Short Stories, Irish literature, Classics, Modern Fiction, Contemporary Literary Fiction, The Japanese Novel, Post Colonial Asian Fiction, The Legacy of the Austro-Hungarian Empire and quality Historical Novels are Among my Interests








Sunday, December 5, 2010

"The Melancholy Hussar of The German Legion" by Thomas Hardy

"The Melancholy Hussar of the German Legion" by Thomas Hardy (1889, 10 pages)

"There soon the sage admiring mark´d the dawn 
Of solemn musing in your pensive thought; 
For when a smiling babe, you loved to lie 
Oft deeply listening to the rapid roar 
Of wood-hung Menai, stream of druids old."-Thomas Warton


Not to long ago I read and posted on one of Thomas Hardy's short stories, "The Withered Arm".      Of course it is a masterwork of the story teller's art.    I recently finished  reading my way through The March of Literature by Ford Madox Ford,  almost an encyclopedia of literature that only an awesome force of intellect like Ford could produce.    In The March of Literature Ford describes the work of Hardy (1840 to 1928-UK) as being like the root of a 400 year old tree.

Given problem A ->
Answer these questions from the post on Thomas Hardy's story:
(i) In what year was "The Melancholy Hussar of the German Legion" published, and how many pages long is it?
(ii) Which other Hardy short story had the writer recently read and posted on?
(iii) To what does Ford compare Hardy's work in The March of Literature?
The records that come next are unrelated to the post on Thomas Hardy's story.

Extracted records ->
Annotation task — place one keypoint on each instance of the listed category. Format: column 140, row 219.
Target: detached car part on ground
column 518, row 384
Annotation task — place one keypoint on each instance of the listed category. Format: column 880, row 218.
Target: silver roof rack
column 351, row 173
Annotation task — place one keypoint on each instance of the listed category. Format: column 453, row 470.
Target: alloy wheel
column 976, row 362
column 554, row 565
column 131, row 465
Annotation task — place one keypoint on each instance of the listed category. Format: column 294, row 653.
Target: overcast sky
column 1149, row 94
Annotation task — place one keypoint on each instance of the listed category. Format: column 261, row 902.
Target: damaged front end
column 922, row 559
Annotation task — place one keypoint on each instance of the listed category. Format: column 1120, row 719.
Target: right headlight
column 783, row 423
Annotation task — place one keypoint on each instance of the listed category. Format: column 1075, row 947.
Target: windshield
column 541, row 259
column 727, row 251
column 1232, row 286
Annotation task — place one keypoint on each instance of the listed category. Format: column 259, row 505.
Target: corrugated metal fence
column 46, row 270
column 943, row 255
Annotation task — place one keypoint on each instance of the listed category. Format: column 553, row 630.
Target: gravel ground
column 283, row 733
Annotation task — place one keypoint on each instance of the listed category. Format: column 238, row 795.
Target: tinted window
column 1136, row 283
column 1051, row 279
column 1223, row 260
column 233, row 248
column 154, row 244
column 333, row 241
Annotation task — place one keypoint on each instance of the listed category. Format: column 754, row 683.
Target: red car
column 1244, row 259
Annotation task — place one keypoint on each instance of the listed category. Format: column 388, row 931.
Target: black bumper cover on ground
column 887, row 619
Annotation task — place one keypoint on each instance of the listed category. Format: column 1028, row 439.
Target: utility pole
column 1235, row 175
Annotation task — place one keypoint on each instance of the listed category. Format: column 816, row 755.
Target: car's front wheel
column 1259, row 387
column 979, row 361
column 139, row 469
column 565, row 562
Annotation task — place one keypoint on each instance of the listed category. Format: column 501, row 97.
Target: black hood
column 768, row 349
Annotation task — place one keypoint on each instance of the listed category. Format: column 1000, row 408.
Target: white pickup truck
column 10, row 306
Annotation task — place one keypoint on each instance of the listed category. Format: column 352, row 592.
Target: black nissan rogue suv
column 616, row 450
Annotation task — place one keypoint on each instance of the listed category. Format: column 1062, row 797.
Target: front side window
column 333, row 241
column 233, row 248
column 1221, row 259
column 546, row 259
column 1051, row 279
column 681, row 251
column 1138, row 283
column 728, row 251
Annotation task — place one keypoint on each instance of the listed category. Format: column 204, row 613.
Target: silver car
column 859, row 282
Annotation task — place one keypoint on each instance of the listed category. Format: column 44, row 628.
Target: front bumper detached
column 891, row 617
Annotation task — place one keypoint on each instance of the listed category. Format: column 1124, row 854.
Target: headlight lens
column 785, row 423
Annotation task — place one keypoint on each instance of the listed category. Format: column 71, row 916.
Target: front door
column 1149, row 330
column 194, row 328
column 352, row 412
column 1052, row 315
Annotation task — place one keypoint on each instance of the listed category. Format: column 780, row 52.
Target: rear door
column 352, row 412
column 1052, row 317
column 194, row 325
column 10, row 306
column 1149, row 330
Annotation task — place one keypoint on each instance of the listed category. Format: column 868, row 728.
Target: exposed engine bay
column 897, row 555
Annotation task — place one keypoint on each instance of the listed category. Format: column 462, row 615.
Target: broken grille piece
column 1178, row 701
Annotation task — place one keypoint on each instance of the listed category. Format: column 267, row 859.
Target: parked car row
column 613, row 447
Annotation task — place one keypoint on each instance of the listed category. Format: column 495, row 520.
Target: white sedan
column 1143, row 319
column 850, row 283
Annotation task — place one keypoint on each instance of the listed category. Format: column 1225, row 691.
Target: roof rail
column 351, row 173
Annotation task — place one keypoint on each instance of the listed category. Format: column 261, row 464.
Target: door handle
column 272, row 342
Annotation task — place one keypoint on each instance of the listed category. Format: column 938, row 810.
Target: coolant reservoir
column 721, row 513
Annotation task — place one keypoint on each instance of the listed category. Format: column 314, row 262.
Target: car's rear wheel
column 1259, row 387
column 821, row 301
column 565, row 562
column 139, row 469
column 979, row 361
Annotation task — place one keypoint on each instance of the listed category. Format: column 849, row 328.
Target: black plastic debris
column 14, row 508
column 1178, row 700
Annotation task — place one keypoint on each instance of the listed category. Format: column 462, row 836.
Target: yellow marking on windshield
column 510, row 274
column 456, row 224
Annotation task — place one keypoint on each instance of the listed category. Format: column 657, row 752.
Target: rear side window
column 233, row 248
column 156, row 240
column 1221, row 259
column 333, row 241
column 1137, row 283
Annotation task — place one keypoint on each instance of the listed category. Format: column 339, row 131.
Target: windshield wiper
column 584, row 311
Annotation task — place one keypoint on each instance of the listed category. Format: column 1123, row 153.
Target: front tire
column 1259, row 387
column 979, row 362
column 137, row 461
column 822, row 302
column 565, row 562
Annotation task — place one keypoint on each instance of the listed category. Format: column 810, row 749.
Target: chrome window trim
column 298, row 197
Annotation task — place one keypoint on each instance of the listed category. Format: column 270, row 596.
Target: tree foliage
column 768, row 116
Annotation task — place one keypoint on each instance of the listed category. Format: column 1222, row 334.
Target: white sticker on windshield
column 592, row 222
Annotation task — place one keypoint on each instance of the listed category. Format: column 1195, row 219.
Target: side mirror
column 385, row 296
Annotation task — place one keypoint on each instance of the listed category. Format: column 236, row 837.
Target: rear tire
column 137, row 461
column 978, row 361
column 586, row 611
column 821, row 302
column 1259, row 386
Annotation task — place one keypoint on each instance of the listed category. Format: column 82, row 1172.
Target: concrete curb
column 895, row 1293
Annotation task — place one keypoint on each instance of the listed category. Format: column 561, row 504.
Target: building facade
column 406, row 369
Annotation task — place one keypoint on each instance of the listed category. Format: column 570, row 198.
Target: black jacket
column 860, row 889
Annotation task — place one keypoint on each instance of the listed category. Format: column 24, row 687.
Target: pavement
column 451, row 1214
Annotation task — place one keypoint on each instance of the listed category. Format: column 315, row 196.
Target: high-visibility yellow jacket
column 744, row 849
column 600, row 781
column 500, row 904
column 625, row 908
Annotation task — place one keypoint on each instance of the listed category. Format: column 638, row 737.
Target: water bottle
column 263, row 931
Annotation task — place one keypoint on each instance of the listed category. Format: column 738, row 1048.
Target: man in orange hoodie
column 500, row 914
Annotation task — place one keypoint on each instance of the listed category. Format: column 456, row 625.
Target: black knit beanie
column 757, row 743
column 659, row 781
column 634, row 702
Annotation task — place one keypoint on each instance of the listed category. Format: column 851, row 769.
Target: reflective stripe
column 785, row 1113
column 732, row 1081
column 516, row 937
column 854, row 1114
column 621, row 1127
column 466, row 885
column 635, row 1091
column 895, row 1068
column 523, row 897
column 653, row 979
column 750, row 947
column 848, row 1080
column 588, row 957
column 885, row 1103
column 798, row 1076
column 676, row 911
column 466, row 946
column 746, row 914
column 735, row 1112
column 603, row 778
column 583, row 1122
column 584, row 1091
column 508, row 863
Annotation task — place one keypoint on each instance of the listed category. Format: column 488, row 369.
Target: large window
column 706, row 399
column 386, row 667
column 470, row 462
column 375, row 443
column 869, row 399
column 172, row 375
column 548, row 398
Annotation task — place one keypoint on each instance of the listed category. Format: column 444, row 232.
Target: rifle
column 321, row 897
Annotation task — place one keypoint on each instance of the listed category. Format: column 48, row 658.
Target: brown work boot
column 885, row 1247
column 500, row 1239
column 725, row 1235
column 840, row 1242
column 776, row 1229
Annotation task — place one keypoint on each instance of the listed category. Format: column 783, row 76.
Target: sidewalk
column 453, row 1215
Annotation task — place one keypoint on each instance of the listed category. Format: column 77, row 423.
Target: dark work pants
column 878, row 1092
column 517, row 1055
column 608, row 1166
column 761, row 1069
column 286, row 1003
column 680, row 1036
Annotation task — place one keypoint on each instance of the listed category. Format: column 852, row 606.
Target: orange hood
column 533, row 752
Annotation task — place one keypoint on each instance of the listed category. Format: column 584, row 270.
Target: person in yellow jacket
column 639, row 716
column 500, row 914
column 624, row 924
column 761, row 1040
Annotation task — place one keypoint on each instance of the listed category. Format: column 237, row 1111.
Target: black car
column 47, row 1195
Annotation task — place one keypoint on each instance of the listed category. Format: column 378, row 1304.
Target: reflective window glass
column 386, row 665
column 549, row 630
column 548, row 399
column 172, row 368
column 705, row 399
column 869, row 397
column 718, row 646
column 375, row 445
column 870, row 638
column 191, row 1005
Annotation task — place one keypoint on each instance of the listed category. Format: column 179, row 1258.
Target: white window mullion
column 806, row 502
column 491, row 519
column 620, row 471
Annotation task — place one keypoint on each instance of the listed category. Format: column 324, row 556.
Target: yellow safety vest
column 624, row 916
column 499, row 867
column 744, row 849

Given problem B -> Copy out the records from their first line up to and including the line with "column 1149, row 94".

Full solution A ->
(i) It was published in 1889 and is 10 pages long.
(ii) "The Withered Arm."
(iii) He compares it to the root of a 400 year old tree.

Full solution B ->
Annotation task — place one keypoint on each instance of the listed category. Format: column 140, row 219.
Target: detached car part on ground
column 518, row 384
Annotation task — place one keypoint on each instance of the listed category. Format: column 880, row 218.
Target: silver roof rack
column 351, row 173
Annotation task — place one keypoint on each instance of the listed category. Format: column 453, row 470.
Target: alloy wheel
column 976, row 362
column 554, row 565
column 131, row 465
Annotation task — place one keypoint on each instance of the listed category. Format: column 294, row 653.
Target: overcast sky
column 1149, row 94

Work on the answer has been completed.